§ **REQUIRED WORK**: Take the part that opens with the line containing "Regarding the snowy" and closes with the line containing "[70,318,750,482]", and swap "dark brown horse" for "chestnut horse". Give those lines again with nothing else changed.

§ **Image entries on named regions**:
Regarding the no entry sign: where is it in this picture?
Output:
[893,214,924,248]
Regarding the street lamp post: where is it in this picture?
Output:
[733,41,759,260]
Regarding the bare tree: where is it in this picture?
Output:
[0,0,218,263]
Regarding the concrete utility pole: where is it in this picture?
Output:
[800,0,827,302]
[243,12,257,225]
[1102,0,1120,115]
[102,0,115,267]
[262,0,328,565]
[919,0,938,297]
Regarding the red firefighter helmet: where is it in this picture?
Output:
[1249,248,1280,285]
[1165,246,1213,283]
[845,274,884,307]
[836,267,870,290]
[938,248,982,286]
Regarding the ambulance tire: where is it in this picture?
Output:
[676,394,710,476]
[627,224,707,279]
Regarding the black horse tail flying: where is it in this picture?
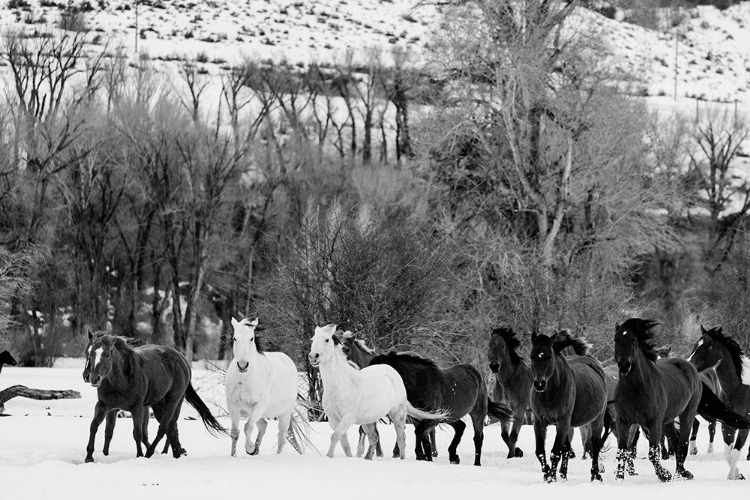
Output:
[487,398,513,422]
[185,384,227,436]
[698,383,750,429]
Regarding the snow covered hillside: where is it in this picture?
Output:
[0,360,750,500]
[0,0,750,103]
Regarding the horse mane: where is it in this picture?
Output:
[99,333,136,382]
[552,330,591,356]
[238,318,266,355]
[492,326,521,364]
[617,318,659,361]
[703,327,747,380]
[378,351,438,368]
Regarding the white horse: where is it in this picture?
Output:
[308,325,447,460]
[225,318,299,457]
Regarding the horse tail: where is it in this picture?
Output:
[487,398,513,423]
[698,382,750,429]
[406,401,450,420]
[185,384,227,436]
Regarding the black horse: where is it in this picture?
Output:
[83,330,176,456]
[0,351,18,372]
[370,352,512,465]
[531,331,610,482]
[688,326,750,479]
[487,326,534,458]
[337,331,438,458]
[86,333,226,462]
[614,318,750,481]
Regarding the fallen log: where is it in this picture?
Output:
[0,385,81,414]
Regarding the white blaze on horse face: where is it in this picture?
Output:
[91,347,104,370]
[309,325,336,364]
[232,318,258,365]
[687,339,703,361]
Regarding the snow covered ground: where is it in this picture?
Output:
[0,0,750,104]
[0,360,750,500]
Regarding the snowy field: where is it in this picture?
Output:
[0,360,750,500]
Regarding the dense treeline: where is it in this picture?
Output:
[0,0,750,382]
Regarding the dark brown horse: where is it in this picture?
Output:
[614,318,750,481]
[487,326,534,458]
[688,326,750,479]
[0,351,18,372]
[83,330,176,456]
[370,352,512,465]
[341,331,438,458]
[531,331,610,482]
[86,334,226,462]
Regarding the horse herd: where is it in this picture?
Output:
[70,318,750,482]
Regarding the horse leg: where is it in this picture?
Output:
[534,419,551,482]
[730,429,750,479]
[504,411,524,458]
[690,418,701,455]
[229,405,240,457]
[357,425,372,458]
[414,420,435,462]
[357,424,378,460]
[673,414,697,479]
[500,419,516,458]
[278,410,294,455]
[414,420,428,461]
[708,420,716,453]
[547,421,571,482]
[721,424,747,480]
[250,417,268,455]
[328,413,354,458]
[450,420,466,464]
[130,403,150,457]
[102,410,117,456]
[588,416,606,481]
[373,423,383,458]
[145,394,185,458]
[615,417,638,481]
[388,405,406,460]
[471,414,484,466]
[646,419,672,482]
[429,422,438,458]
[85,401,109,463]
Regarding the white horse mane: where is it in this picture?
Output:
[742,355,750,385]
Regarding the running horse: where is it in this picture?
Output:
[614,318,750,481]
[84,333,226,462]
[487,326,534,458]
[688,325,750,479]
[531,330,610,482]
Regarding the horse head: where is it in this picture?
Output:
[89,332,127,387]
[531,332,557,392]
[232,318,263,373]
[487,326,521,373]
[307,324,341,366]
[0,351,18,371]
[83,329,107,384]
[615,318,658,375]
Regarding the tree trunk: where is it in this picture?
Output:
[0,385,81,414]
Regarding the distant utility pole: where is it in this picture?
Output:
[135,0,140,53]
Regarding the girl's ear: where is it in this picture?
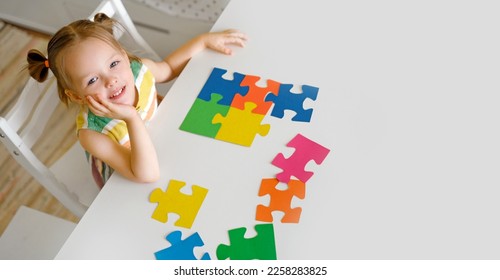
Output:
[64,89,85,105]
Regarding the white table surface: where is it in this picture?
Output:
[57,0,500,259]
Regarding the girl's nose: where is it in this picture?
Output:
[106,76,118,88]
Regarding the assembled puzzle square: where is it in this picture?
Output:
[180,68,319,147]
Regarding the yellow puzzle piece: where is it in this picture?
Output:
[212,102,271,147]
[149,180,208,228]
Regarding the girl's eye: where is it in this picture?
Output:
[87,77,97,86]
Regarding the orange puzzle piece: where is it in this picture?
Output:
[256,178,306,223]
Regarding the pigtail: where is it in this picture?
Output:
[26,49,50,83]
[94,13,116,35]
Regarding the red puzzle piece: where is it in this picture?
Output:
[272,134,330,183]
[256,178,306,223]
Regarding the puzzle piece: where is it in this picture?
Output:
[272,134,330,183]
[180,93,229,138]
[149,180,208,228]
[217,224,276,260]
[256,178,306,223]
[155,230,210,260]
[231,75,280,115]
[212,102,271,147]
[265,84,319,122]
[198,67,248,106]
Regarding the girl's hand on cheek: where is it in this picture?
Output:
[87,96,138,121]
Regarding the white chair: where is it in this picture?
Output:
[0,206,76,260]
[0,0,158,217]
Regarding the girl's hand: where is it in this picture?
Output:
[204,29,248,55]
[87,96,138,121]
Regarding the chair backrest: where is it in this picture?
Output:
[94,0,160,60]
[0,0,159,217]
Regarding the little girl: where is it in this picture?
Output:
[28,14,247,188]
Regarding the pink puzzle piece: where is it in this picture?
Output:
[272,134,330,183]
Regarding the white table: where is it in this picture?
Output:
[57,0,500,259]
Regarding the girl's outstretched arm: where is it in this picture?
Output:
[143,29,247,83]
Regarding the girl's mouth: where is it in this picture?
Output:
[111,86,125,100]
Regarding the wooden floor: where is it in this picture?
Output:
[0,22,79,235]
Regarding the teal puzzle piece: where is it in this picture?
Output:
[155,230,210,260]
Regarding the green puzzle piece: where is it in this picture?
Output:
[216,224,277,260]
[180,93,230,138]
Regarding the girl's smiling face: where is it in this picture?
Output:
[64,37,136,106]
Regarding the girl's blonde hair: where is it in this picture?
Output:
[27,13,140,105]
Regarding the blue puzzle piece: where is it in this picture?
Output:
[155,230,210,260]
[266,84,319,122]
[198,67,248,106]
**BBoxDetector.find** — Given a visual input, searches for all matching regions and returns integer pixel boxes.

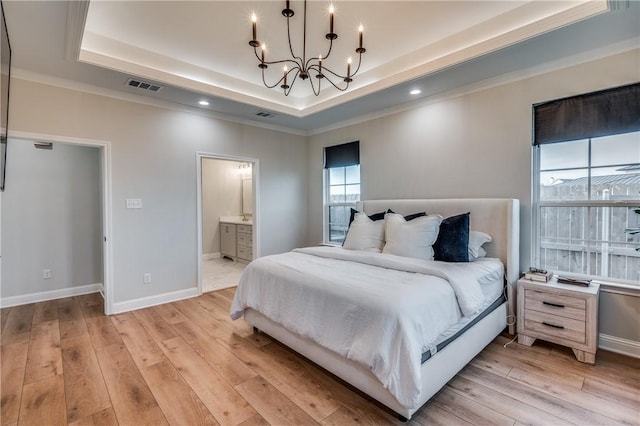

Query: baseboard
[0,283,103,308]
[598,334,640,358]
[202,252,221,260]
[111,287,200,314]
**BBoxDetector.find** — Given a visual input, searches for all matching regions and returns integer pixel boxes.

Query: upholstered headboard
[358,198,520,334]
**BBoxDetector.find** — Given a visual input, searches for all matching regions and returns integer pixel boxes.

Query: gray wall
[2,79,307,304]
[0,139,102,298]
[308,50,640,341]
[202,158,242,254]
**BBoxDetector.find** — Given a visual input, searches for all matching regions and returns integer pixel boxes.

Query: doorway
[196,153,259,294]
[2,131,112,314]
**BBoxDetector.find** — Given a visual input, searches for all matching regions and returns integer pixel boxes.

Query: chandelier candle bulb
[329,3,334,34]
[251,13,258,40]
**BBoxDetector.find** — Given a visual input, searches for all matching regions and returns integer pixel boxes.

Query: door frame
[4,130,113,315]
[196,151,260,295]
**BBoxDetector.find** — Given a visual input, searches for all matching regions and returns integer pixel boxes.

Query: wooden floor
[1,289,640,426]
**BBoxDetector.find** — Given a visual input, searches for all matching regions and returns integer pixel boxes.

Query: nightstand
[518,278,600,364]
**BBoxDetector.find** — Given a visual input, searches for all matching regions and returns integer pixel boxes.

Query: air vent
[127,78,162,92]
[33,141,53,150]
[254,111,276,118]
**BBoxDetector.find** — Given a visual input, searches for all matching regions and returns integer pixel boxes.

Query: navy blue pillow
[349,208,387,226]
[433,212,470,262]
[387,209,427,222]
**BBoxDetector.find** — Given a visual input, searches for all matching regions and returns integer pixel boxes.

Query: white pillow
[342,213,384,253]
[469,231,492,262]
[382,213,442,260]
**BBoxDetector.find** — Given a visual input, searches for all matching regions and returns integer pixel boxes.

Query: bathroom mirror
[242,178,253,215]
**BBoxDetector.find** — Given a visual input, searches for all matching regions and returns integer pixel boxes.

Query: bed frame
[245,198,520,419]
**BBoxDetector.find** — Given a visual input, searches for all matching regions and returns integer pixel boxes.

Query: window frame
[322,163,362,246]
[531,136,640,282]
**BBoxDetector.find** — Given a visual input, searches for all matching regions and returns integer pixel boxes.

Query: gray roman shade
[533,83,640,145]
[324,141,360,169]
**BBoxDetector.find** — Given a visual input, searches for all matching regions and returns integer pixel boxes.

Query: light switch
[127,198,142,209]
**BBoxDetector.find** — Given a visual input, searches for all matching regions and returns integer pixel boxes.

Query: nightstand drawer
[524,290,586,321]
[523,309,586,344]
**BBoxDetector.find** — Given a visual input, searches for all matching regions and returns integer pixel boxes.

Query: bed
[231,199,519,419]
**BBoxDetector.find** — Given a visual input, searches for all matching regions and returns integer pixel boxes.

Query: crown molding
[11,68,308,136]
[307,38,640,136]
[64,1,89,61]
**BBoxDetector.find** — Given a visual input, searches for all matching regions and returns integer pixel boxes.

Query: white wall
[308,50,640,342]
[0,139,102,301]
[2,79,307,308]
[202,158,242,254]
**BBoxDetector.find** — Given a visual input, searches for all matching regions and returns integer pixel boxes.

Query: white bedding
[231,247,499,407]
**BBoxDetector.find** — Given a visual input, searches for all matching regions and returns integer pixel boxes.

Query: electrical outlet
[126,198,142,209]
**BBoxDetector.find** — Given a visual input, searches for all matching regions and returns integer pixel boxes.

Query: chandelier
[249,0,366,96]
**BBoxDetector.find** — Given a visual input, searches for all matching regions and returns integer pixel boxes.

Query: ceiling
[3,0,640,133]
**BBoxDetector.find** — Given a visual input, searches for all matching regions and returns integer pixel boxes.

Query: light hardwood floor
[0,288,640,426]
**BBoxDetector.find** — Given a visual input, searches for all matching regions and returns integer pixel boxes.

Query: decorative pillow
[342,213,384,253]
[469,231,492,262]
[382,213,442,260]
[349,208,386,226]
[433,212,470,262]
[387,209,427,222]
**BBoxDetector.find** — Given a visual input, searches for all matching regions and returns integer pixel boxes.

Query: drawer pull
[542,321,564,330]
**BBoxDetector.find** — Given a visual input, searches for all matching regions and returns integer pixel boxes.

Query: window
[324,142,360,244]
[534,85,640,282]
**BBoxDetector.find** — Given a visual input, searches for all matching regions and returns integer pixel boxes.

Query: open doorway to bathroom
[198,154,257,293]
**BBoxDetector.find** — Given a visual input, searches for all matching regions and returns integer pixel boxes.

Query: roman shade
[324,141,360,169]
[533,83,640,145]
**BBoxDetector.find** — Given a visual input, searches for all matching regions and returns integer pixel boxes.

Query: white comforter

§ **ANSWER TO THE PROBLEM**:
Regarding the snowy field: where is it in this picture?
Output:
[0,360,750,500]
Regarding the dense treeline: where is it in this picture?
Output:
[0,0,750,382]
Regarding the chestnut horse: where is it in this picture?
Output:
[614,318,750,481]
[487,326,534,458]
[688,326,750,479]
[0,351,18,372]
[83,330,176,456]
[370,352,512,465]
[341,331,438,458]
[531,331,610,482]
[86,334,226,462]
Regarding the horse herd: where is it in this picture?
Output:
[70,318,750,482]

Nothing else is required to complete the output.